◆ **Textauszug**

┄┄┄┄┄┄┄┄┄┄┄┄┄┄┄┄┄┄┄┄

Brüssel (Reuters) - Der EU-Gipfel hat den Weg für die Aufnahme von Beitrittsverhandlungen mit der Ukraine und der Republik Moldau freigemacht.

Das teilte EU-Ratspräsident Charles Michel am Donnerstagabend mit. "Das ist ein Sieg für die Ukraine. Ein Sieg für ganz Europa. Ein Sieg, der motiviert, inspiriert und stärkt", schrieb der ukrainische Präsident Wolodymyr Selenskyj daraufhin auf X. Kanzler Olaf Scholz sprach von einem "starken Zeichen der Unterstützung". "Klar ist: Diese Länder gehören zur europäischen Familie", fügte er hinzu.

Die Entscheidung kam nach stundenlangen Verhandlungen durch eine ungewöhnliche Wende zustande: Ungarns Ministerpräsident Viktor Orban, der zuvor seinen Widerstand angekündigt hatte, war nicht im Raum, als die EU-Staats- und Regierungschef den Konsens herstellten. Entsprechend erhob niemand Einspruch, als EU-Ratspräsident Charles Michel das Thema aufrief. Nach Angaben mehrerer EU-Diplomaten hatte Scholz zuvor in der Runde der EU-27 Orban den Vorschlag gemacht, dass dieser den Raum vor der Abstimmung verlässt - was Ungarns Ministerpräsident dann auch tat.

Der nationalkonservative Politiker hatte aber nach Angaben mehrerer EU-Diplomaten zuvor ausdrücklich sein Einverständnis gegeben, dass in seiner Abwesenheit über die Aufnahme von Beitrittsgesprächen entschieden wird. Dies ist nach der Geschäftsordnung des Rates möglich. Als Erklärung für sein Verhalten nannte Orban später auf seiner Facebook-Seite, dass er sich nicht habe an der "schlechten Entscheidung" des Gipfels beteiligen wollen. "26 Mitgliedsstaaten haben darauf bestanden, dass diese Entscheidung getroffen werden muss, also hat Ungarn entschieden, dass, wenn 26 so entscheiden, sie ihren eigenen Weg gehen sollen." Die Entscheidung ist allerdings auch für das EU-Mitglied Ungarn bindend.

┄┄┄┄┄┄┄┄┄┄┄┄┄┄┄┄┄┄┄┄

Führe die Meldung über den EU-Gipfelbeschluss zu Beitrittsverhandlungen mit der Ukraine und der Republik Moldau im selben Stil fort.

┄┄┄┄┄┄┄┄┄┄┄┄┄┄┄┄┄┄┄┄

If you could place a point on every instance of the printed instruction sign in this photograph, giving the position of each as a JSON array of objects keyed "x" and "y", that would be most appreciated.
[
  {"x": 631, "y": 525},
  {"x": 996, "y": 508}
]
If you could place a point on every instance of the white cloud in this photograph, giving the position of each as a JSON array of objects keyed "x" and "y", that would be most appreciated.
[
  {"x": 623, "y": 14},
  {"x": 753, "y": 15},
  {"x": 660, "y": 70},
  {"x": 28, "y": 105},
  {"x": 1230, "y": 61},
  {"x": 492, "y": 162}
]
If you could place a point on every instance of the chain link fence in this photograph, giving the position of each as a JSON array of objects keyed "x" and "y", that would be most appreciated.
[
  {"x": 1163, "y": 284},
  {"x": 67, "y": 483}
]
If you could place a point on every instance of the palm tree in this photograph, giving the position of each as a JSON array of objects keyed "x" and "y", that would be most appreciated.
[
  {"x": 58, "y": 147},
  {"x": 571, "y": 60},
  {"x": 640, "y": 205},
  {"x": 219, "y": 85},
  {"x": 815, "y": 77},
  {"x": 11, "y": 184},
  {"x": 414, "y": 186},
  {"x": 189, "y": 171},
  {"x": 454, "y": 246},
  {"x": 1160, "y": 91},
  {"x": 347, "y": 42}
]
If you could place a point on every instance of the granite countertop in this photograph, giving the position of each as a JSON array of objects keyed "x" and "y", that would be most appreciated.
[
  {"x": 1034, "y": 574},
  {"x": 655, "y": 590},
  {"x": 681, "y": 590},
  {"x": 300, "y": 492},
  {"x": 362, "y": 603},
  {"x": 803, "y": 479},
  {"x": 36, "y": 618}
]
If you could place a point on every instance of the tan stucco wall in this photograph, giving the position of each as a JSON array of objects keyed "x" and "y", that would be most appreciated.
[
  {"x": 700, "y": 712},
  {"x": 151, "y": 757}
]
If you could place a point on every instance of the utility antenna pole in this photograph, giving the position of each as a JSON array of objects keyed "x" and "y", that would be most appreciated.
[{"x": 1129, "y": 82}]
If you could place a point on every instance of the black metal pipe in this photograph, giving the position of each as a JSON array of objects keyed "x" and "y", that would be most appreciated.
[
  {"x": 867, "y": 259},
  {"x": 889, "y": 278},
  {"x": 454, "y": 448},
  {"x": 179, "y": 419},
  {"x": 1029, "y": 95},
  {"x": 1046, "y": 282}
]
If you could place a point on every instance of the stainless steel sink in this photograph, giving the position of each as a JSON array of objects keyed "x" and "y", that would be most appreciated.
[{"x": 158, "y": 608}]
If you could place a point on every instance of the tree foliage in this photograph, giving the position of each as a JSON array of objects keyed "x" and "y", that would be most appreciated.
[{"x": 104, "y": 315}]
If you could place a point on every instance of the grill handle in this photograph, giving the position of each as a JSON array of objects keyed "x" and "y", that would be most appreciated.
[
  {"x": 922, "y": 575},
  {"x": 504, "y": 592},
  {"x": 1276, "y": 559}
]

┄┄┄┄┄┄┄┄┄┄┄┄┄┄┄┄┄┄┄┄

◆ **Lösung**
UNGARN WAR AUF GIPFEL ISOLIERT

Scholz und zahlreiche andere der insgesamt 27 EU-Staats- und Regierungschefs hatten Orban zuvor für seinen Widerstand kritisiert und betont, man dürfe kein falsches Signal an Russland senden. Scholz, Frankreichs Präsident Emmanuel Macron, Michel und EU-Kommissionspräsidentin Ursula von der Leyen hatten sich am Morgen zudem mit Orban getroffen. Die EU-Kommission hatte zudem am Mittwoch rund zehn Milliarden Euro freigegeben, die wegen Rechtsstaatsverstößen Ungarns blockiert waren. Die Kommission hatte dies damit begründet, dass die ungarische Regierung zuvor nötige Reformen im Justizwesen vorgenommen habe.

Der EU-Gipfel berät nun noch darüber, eine Finanzierungs-Fazilität über 50 Milliarden Euro für die Ukraine zur Verfügung zu stellen. Davon sollen rund 17 Milliarden Euro Zuschüsse und der Rest Kredite sein. Diese Hilfe soll dem Land Stabilität geben, das sich seit dem russischen Überfall im Februar 2022 gegen Russland verteidigen muss. Auch hier hatte Orban am Donnerstagmorgen zunächst seinen Widerstand angekündigt.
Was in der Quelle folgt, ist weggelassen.